## Passage shown
The car was there (not always the case, we’ve found) and took us straight to a boat.  The boat left immediately, with just us as cargo.  About 45 minutes out to sea, we came upon the tiny island paradise of Angel Island.  There were 7 snorkelers in the water when we arrived, a good sign for the diving to come.  We disembarked from the boat and were greeted by a friendly face, one we’d get used to over the next 4 days.  Staff rushed aboard, grabbing our bags before we could get to them and they disappeared.  The friendly guy (we never did learn his name) took us on a quick tour of the island, showing us the 2 private beaches, the restaurant and culminating with our bungalow, #3.

The interior of bungalow 3.

When we set foot inside our room, it took our breath away.  With apologies to the Alila Goa and the Meriton World Tower in Sydney, Angel Island was the most beautiful place we’ve stayed in the nearly 14 months that we’ve been traveling.  The ceiling, as you can see in the picture, is at least 20 ft. tall at its peak.  Out of the frame is a huge space holding a desk, a wardrobe, a bench seat and a 40″ flat screen with DVD player.  The king-sized bed sits on a raised platform in the middle of the spacious room.  And that’s leaving out the best part – through the door, visible behind the bed, is the bathroom.  Outside, behind a 10 ft. stone privacy wall is the toilet, a vanity with 2 sinks and an outdoor shower.  The weather in Indonesia is warm, so showering outside felt great.

Our bags had apparently raced through a shortcut and arrived before we did.  The friendly guide showed us how to work the TV, DVD player, shower and answered our other questions, then left us alone with instructions to come to the restaurant at 5pm to sign up for diving.   We had about 2 hours to kill, so we read through the hotel booklet, including a menu.  Angel Island is all-inclusive except for alcohol, so you just ask for food when you want it.  I immediately asked for fish cakes.

## Data for analysis
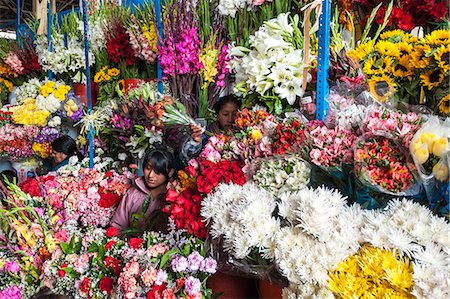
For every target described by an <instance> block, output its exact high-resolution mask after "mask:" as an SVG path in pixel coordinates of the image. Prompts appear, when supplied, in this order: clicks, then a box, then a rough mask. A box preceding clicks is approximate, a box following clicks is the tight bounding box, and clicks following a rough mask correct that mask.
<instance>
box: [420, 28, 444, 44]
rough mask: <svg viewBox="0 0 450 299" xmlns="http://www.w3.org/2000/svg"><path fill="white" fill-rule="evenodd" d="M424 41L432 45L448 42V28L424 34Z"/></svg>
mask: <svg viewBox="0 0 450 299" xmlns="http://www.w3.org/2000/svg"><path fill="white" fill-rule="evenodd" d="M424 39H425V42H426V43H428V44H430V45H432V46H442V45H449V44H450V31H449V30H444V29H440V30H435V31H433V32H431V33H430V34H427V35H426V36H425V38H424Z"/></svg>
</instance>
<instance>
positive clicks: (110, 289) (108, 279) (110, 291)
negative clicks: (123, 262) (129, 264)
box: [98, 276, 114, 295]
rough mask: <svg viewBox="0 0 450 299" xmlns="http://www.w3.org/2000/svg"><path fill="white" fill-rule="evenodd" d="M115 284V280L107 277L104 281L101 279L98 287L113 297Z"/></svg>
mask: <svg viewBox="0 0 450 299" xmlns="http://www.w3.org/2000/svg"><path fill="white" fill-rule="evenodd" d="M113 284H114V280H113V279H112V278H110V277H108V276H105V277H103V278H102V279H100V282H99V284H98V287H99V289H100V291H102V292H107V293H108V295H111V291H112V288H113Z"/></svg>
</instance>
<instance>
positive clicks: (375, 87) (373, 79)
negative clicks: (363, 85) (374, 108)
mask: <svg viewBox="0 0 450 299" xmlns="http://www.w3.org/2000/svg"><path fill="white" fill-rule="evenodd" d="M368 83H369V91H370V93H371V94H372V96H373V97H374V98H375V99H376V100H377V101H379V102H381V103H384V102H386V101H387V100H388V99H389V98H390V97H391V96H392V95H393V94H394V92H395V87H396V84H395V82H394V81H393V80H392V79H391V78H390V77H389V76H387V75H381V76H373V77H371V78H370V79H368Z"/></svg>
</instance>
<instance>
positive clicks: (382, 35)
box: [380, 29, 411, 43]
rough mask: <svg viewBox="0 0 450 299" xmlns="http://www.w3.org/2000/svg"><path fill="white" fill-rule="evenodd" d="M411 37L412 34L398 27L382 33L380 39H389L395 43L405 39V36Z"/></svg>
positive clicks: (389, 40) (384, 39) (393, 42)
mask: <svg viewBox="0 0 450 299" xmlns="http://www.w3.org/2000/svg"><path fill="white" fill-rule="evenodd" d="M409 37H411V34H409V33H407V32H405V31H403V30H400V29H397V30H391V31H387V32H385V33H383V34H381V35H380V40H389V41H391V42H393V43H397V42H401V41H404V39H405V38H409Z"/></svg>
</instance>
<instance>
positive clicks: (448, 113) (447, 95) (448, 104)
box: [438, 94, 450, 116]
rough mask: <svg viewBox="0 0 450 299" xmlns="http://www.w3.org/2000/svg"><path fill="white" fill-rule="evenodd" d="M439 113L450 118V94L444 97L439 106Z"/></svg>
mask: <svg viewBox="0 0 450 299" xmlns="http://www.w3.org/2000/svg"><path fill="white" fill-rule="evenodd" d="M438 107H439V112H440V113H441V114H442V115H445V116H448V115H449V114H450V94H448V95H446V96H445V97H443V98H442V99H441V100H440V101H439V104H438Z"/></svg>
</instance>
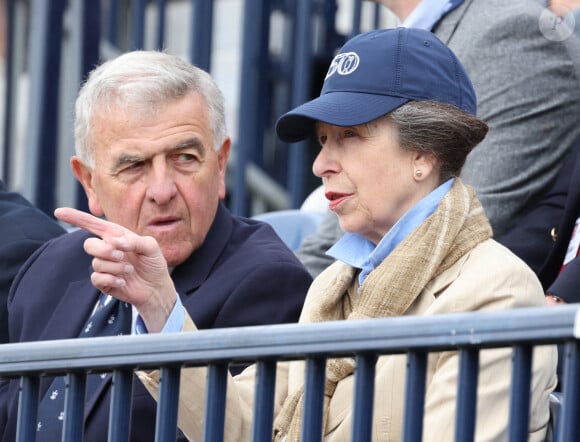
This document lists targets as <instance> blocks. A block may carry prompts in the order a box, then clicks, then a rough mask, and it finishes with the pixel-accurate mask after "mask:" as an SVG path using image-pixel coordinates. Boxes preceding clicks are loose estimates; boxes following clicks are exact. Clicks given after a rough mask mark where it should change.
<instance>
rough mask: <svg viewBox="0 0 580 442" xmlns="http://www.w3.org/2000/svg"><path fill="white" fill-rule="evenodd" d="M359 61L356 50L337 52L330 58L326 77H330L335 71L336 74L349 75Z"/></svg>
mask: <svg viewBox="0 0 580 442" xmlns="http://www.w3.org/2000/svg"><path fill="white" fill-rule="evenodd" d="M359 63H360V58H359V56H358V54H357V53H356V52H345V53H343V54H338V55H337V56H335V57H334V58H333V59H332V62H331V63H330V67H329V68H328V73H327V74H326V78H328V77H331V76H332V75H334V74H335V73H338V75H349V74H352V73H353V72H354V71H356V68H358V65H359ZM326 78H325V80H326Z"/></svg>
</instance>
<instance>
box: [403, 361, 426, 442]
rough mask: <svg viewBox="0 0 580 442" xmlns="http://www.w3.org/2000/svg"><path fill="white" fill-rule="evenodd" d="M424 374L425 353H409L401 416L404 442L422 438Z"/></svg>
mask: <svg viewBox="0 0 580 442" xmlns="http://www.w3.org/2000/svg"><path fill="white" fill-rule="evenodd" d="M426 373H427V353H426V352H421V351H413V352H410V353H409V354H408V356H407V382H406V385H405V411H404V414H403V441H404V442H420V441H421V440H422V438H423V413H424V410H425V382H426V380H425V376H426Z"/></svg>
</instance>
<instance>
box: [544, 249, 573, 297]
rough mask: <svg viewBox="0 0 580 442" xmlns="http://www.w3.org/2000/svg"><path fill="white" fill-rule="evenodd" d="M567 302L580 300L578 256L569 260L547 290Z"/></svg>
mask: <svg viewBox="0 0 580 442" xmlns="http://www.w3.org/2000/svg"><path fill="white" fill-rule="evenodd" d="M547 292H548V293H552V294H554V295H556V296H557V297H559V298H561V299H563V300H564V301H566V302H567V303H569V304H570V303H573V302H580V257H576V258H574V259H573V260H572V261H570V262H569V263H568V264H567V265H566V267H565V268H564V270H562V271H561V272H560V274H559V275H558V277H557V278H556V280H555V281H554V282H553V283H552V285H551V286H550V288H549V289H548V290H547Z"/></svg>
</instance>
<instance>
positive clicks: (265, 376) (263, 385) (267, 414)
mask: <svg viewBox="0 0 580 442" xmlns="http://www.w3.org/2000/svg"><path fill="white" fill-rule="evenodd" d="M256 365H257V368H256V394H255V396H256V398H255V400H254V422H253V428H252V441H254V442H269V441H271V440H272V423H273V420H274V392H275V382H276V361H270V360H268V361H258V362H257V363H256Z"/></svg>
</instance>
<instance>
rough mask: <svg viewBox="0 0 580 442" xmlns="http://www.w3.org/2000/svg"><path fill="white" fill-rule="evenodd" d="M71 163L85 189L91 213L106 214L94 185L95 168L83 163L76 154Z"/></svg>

## Exercise description
According to the Angel Island passage, what time were the guests told to come to the restaurant to sign up for diving? The records have nothing to do with what comes next.

## Task solution
5pm